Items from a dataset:
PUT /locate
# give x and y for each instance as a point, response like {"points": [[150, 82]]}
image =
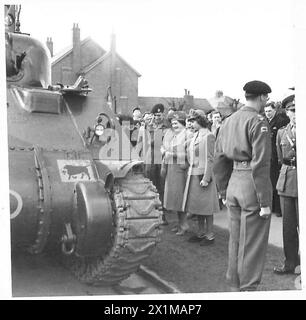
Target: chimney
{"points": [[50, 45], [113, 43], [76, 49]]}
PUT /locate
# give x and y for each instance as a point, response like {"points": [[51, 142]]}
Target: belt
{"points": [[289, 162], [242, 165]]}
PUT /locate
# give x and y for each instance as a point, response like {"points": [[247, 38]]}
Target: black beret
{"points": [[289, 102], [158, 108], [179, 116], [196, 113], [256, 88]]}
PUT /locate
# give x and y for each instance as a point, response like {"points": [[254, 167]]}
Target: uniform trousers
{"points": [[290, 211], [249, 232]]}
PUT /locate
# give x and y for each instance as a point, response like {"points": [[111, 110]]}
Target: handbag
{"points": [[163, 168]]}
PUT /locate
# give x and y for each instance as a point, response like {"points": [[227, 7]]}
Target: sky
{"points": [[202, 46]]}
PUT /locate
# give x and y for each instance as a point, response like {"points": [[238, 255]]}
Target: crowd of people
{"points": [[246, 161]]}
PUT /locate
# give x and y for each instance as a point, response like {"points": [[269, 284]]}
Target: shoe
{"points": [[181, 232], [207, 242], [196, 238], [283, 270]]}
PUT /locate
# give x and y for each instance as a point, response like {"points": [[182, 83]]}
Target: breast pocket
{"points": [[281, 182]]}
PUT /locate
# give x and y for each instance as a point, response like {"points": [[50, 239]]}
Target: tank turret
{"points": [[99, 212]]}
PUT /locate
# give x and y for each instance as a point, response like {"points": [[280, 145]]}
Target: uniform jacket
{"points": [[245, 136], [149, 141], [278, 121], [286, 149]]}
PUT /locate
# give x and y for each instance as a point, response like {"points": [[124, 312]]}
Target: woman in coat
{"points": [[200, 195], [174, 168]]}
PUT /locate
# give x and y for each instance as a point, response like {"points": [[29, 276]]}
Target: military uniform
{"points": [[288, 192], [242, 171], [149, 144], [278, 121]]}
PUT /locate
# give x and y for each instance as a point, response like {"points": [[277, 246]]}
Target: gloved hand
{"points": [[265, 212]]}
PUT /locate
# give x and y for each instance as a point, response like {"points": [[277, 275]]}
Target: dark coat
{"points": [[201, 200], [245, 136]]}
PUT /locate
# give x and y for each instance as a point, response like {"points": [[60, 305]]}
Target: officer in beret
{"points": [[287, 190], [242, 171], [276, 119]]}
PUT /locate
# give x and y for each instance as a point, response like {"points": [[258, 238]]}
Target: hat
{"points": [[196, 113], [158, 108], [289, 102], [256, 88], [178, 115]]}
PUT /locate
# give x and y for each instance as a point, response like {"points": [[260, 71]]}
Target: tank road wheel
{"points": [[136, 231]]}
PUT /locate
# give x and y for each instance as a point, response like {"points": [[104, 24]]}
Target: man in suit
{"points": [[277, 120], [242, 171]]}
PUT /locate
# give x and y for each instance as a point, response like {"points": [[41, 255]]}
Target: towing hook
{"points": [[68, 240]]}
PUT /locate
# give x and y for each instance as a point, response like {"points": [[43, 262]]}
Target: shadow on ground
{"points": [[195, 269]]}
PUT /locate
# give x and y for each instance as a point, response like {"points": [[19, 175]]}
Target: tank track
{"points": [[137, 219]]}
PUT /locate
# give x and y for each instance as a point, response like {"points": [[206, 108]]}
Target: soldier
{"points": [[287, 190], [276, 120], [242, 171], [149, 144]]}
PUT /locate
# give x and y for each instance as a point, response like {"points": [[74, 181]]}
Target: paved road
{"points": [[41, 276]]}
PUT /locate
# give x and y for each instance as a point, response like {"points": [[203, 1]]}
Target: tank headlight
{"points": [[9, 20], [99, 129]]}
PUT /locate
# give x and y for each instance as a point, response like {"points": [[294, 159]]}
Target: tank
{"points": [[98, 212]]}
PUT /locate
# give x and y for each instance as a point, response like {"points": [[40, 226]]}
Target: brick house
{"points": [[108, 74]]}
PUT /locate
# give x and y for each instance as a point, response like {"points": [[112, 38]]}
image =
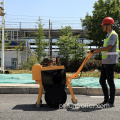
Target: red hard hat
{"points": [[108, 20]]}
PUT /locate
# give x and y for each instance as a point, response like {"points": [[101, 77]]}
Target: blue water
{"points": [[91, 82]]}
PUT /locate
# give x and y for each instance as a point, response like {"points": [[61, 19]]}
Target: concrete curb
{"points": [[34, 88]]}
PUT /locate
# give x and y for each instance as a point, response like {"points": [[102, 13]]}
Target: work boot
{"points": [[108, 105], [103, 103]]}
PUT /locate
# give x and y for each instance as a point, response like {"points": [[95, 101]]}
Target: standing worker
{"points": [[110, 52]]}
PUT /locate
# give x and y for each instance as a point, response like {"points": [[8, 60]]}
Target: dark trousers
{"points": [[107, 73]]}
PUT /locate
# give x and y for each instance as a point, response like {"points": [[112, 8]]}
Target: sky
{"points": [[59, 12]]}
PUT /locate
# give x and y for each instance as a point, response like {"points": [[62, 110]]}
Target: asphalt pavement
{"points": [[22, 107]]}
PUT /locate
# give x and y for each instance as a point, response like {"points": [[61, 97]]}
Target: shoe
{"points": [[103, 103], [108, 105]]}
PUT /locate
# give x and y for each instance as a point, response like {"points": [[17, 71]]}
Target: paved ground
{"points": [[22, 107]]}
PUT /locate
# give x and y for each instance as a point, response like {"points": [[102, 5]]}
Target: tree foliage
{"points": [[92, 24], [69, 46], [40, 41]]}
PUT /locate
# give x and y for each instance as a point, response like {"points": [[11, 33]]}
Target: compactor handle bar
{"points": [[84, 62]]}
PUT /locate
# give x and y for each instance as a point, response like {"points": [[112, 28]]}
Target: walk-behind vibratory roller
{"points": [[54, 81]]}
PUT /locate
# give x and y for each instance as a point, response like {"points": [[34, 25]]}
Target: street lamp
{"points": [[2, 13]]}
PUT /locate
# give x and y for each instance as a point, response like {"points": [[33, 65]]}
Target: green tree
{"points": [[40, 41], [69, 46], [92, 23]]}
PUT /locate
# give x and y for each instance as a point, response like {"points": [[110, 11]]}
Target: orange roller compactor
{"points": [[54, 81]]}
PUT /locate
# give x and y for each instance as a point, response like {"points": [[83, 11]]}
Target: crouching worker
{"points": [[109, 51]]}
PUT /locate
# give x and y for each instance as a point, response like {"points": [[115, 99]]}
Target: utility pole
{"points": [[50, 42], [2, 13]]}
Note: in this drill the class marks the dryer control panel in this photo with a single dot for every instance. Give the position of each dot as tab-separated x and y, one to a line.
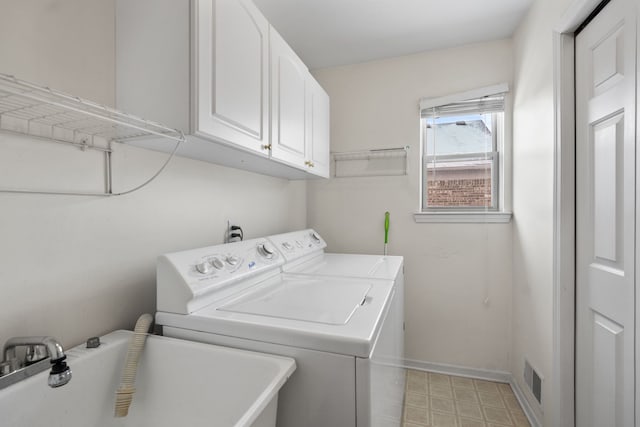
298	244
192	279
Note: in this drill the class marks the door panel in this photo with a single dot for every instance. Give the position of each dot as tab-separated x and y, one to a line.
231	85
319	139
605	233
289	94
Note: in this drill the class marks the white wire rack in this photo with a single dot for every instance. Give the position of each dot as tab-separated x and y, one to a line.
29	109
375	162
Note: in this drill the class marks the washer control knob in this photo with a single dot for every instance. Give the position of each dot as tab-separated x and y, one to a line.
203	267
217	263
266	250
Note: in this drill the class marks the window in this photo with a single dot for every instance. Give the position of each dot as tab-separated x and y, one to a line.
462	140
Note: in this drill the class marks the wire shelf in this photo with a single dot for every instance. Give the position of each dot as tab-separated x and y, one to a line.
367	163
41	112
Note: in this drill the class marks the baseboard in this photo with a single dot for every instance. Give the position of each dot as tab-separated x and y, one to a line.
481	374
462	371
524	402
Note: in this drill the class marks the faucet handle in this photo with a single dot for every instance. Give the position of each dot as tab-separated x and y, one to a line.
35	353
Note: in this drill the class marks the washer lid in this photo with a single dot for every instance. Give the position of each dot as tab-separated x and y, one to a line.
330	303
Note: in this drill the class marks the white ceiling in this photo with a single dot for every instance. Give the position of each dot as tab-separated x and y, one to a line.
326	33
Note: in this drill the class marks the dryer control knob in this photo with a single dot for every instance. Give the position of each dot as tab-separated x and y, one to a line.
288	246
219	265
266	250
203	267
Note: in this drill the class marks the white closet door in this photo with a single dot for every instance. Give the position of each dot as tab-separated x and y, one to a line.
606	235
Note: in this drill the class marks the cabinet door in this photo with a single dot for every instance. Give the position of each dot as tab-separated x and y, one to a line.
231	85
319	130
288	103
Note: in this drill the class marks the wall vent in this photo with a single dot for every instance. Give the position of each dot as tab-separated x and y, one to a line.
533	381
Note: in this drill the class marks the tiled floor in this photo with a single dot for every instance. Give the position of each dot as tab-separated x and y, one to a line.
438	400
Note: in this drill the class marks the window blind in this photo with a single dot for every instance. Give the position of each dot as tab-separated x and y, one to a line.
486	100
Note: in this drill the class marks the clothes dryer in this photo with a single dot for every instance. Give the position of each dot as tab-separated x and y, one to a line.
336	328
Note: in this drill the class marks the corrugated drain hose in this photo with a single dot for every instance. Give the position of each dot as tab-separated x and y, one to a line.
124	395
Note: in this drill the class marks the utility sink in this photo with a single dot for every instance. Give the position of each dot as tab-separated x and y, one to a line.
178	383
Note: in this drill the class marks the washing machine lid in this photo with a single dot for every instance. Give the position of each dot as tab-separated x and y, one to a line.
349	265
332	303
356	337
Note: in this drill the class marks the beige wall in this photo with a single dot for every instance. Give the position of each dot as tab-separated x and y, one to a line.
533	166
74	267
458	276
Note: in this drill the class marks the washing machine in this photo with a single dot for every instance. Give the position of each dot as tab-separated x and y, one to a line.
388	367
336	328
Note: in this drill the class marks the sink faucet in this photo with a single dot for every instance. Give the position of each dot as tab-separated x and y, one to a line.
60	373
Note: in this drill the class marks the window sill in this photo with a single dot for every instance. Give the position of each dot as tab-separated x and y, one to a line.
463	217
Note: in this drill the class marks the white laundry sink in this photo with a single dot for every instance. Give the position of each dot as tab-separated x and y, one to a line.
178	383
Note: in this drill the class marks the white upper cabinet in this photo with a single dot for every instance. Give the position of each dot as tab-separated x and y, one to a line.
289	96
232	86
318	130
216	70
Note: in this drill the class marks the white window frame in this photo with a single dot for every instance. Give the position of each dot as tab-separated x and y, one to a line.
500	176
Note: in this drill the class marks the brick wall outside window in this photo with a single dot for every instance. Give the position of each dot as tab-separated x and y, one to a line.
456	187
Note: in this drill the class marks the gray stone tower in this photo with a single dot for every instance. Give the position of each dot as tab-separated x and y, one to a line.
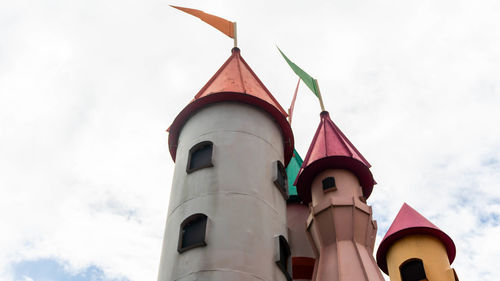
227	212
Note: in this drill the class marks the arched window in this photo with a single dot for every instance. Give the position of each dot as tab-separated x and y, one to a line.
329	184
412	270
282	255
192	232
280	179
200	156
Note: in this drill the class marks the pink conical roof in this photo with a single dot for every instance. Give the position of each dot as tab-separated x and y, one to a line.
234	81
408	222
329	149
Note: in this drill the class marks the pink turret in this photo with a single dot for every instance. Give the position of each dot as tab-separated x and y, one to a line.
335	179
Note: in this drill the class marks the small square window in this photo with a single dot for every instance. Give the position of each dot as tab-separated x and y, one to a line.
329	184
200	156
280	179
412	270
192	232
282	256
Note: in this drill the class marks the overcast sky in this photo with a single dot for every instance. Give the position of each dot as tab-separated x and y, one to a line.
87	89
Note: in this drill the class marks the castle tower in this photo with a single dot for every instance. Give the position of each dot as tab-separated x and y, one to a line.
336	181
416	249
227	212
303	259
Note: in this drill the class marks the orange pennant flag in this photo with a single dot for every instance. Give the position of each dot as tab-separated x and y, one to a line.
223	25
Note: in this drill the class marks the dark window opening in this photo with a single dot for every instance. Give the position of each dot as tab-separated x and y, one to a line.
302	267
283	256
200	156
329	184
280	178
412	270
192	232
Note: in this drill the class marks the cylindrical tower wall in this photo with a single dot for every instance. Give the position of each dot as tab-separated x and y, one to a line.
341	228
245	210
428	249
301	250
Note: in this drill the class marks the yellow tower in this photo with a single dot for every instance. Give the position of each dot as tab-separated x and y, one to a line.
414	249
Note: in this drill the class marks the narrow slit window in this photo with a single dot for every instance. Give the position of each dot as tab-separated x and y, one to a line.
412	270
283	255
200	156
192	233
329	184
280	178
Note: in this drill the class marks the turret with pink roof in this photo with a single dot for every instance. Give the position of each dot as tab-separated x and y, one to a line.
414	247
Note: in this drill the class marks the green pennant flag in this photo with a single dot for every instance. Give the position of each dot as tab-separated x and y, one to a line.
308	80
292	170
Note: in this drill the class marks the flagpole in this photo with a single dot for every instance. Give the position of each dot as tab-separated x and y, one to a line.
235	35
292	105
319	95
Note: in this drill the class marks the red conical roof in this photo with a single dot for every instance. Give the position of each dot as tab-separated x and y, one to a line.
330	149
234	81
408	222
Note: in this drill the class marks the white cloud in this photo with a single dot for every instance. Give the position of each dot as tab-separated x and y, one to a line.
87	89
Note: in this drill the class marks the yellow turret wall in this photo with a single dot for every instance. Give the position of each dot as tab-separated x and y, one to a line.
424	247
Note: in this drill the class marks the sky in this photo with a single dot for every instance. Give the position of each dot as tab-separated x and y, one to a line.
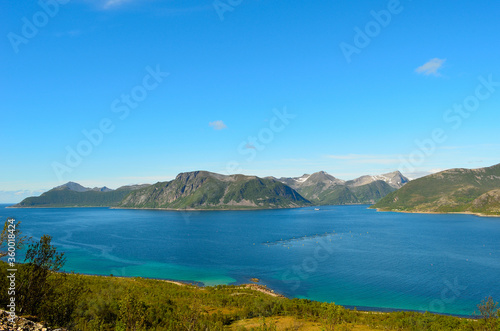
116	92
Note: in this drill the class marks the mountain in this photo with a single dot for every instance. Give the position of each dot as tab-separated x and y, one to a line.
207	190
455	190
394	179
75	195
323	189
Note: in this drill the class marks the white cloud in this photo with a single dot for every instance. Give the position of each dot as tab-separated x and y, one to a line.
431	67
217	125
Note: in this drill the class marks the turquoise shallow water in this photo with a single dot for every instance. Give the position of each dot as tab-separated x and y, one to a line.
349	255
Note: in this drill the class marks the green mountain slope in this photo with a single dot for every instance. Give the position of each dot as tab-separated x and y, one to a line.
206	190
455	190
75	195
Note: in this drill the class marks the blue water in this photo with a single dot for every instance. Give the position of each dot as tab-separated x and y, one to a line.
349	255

PROBLEM TO WORK ON: For the entries above, the output must hold exactly the lines from the one with "Note: in this drill the class marks the yellow turret" through the last line, both included, and no pictures.

RESPONSE BOX:
Note: in this drill the class marks the yellow turret wall in this photo with a single dot for every instance. Give the position of each dot as tab-separated x and y, one to a line.
424	247
Note: in this drill the class marks the sky in this photo with a single dot for every instance. Give the position of each dot as tab-separated x and y, one to a line.
116	92
Note: in this drill the class marks the mountain in this photo with a single dot for every instance. Give the position of each dot as tab-separated x and y, one to a line.
207	190
455	190
394	179
75	195
323	189
Note: in this drill the class marks the white cloud in this photo with a single dot for every instance. Give the position of each dot as tab-separated x and y, one to a line.
431	67
217	125
Note: in this drill the class marks the turquoise shallow water in this photo with a single dot for every instance. Give the position of each dot as tab-separated x and y, one to a line.
349	255
Note: in this drill the class marks the green mountain slope in this photo with a single dot for every instance. Give the position of each dot as tab-separated x and y, one to a line.
206	190
455	190
75	195
Note: in this drill the class marks the blue water in this photo with a single dot for every instance. Give the position of each dot as tab-separated x and y, one to a line.
349	255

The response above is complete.